start DATA TO PROCESS
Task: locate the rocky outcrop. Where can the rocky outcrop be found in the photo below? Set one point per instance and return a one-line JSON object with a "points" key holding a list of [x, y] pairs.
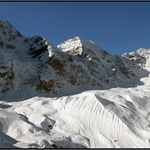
{"points": [[34, 62]]}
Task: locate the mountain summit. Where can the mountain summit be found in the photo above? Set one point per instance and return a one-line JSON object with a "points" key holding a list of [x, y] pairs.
{"points": [[75, 63], [73, 95]]}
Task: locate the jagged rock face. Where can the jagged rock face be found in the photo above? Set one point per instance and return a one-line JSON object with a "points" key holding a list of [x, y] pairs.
{"points": [[34, 62]]}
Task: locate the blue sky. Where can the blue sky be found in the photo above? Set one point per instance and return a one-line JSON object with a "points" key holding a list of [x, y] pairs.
{"points": [[117, 27]]}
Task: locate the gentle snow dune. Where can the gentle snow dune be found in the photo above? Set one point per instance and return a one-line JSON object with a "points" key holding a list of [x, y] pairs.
{"points": [[48, 97], [118, 117]]}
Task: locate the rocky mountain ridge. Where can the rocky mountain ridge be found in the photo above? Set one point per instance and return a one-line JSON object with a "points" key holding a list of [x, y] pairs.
{"points": [[45, 68]]}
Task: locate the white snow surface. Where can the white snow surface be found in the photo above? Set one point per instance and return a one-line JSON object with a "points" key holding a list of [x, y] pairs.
{"points": [[116, 116]]}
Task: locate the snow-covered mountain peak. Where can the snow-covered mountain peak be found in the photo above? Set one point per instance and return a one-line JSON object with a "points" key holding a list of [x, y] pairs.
{"points": [[8, 32]]}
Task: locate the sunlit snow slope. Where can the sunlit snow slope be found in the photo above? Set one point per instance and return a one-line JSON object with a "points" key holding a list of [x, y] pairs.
{"points": [[73, 95]]}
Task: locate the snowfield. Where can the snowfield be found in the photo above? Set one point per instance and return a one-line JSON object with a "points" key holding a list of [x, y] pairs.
{"points": [[74, 95]]}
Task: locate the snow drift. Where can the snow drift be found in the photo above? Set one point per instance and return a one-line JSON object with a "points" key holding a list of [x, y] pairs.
{"points": [[73, 95]]}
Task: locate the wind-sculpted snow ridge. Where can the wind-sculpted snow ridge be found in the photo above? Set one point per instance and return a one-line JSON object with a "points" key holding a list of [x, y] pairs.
{"points": [[74, 95]]}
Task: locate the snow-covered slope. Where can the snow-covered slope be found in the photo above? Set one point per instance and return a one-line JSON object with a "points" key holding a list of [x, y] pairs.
{"points": [[73, 95]]}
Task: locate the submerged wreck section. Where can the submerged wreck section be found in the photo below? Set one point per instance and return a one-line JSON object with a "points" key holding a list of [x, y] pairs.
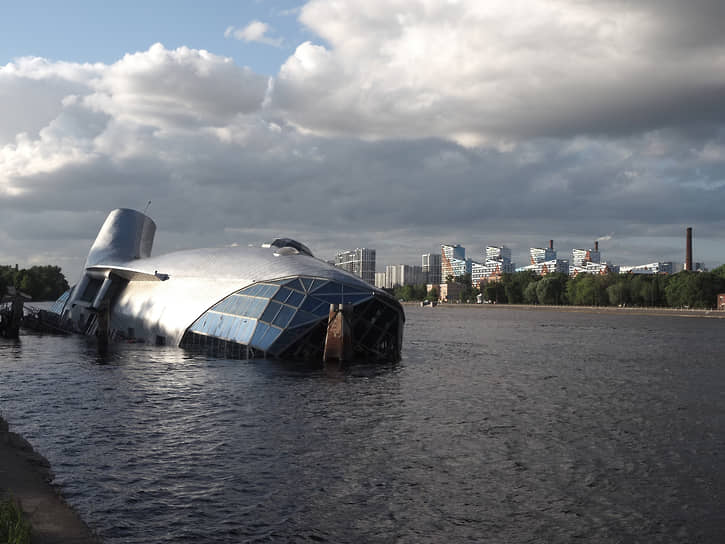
{"points": [[288, 318], [277, 300]]}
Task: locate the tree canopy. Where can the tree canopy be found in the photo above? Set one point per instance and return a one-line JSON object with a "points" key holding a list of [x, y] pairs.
{"points": [[40, 282]]}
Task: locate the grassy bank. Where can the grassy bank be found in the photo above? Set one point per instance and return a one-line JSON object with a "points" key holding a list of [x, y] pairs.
{"points": [[14, 528]]}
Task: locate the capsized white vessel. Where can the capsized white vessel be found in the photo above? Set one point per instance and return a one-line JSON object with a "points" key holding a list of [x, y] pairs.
{"points": [[273, 300]]}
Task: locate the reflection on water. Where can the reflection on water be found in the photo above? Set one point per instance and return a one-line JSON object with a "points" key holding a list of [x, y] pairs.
{"points": [[498, 425]]}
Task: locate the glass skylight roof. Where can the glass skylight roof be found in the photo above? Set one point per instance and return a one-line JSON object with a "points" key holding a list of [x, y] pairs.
{"points": [[258, 314]]}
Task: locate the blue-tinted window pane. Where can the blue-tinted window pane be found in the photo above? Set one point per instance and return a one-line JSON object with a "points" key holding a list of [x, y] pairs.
{"points": [[295, 298], [253, 290], [310, 304], [356, 297], [242, 305], [270, 337], [259, 333], [283, 317], [271, 311], [282, 294], [256, 307], [316, 284], [245, 330], [209, 324], [330, 298], [231, 334], [227, 323], [330, 288]]}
end DATA TO PROCESS
TASK TO COMPLETE
Beginning with the line that contains "Task: locate the reflection" and ending with the final line of the records, arrange those lines as a numbered list and leave out any blank lines.

REPLY TO THE TASK
1. Task: locate the reflection on water. Where can the reflection on water be found in the photo above? Set one point per instance and return a one-line JSON object with a "points" key holding a list of [x, y] pairs.
2. {"points": [[498, 425]]}
3. Task: locate the glass skylight roof. Where can the glass skylight roof be found in the photo above? Set one point per instance and return a one-line JSON object with a "points" key holding a list of [x, y] pairs.
4. {"points": [[258, 314]]}
5. Task: locate the blue-tinted window pane. Where can the blue-tinted window pane be found in the photo above? Set one point per instance and return a one-line JSON object with a "points" key holding a list of [x, y] pairs.
6. {"points": [[295, 298], [253, 290], [310, 304], [356, 297], [242, 305], [270, 337], [259, 333], [283, 317], [271, 311], [282, 294], [256, 307], [316, 284], [245, 330], [209, 324], [330, 298], [231, 334], [227, 323], [330, 288]]}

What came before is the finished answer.